**How to complete this task:**
Each line containing the string "below" should be copied out of the entries.

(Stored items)

-.-.-

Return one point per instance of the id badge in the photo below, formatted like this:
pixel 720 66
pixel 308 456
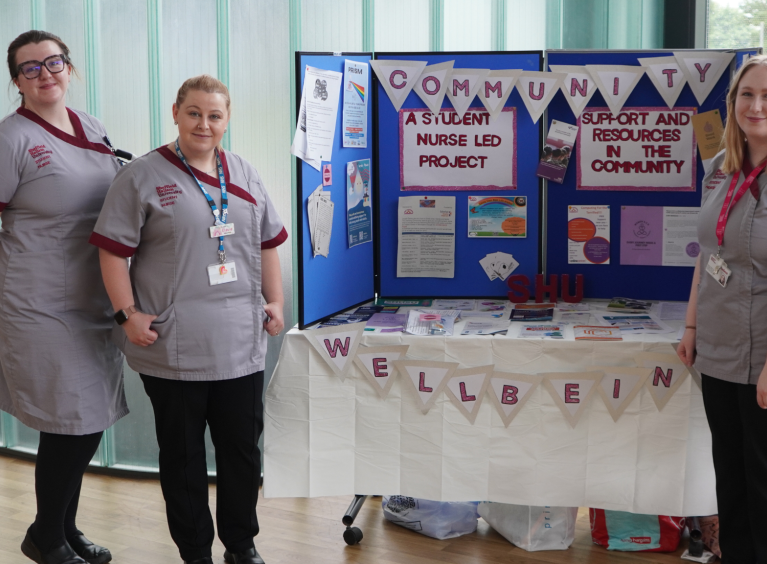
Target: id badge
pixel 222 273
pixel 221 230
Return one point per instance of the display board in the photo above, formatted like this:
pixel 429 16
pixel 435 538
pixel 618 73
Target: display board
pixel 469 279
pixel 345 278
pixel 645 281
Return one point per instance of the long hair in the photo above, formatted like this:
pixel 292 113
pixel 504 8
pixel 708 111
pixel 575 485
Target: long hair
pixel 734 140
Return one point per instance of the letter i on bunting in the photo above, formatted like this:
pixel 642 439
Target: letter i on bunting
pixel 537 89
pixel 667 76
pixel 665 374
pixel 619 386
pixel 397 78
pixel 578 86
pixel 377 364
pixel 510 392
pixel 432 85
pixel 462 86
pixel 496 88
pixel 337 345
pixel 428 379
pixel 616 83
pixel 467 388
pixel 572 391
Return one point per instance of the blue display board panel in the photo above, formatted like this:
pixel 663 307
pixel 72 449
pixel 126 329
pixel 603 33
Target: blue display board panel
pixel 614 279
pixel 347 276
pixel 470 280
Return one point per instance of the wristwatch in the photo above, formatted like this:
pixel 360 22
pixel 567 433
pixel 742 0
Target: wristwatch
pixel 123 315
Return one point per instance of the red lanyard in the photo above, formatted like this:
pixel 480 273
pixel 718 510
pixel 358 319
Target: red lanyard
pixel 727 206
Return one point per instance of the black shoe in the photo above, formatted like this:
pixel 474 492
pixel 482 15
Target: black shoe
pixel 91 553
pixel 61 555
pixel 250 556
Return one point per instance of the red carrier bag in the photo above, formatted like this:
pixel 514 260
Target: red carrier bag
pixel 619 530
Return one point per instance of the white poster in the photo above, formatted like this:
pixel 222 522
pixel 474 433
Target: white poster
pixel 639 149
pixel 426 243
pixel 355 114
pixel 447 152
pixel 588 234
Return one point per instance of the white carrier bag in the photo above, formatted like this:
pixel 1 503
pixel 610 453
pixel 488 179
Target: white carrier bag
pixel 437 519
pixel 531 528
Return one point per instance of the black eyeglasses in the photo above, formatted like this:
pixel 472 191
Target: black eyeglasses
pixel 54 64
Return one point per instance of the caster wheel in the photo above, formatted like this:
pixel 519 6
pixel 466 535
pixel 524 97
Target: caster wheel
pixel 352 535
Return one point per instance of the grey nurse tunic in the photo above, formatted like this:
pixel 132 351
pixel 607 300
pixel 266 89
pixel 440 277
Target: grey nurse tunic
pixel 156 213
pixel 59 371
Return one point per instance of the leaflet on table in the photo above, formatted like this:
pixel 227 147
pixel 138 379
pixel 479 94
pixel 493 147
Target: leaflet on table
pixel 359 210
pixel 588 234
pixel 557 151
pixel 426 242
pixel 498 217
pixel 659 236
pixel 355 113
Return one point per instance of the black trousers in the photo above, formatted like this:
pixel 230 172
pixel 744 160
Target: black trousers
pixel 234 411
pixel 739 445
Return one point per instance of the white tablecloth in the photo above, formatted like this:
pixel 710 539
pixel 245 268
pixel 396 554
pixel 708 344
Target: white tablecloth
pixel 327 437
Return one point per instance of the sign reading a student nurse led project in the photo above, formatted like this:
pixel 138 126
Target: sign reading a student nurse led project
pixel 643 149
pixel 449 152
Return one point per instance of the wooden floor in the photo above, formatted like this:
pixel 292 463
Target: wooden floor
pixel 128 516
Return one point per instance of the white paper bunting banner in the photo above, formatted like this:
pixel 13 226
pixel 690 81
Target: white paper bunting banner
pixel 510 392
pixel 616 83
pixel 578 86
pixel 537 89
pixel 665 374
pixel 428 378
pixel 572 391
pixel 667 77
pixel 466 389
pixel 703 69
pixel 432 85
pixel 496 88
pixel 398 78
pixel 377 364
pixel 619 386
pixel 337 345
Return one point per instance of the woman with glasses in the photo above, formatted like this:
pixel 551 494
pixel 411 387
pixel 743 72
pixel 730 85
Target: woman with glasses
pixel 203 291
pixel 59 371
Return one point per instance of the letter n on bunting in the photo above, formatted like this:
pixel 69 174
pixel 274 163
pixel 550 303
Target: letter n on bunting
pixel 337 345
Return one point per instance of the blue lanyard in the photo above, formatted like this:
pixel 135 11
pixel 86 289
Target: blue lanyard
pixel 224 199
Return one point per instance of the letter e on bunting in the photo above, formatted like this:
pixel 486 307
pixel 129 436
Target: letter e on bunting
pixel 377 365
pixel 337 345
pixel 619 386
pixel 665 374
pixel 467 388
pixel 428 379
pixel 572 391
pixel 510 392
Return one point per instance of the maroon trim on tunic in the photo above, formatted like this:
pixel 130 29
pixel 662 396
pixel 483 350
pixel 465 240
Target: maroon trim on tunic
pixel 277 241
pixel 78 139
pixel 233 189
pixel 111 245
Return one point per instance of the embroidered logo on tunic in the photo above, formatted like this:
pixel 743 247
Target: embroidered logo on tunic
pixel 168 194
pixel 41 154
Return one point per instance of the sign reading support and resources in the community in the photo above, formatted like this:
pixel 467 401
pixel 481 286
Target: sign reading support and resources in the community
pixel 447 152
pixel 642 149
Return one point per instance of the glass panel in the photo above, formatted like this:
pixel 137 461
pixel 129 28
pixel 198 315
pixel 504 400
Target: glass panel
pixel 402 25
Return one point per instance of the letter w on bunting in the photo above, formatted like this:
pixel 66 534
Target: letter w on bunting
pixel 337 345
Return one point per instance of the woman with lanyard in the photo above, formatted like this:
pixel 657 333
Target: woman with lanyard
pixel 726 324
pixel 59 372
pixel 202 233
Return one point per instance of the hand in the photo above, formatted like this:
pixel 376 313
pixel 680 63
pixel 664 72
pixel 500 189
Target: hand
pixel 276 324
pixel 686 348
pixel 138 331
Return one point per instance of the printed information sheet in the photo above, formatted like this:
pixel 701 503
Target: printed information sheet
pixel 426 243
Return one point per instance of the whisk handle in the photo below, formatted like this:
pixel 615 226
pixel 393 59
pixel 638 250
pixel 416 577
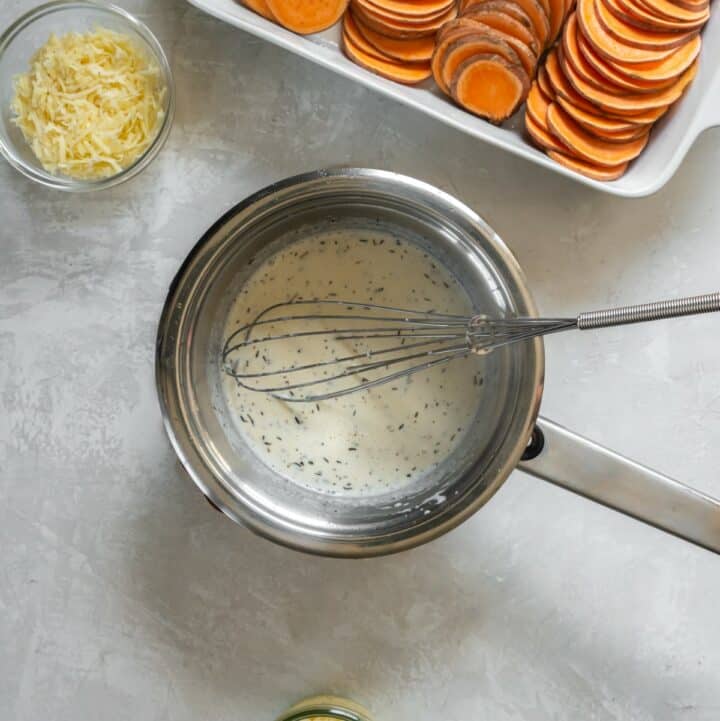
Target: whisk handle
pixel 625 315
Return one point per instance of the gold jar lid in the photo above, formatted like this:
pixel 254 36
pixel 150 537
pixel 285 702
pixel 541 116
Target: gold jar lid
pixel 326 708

-.-.-

**Result for this exercise:**
Return one point per instance of the id badge in the photo below, formatted like this:
Return one point per instance of the whisk handle in the photo below, formatted like this:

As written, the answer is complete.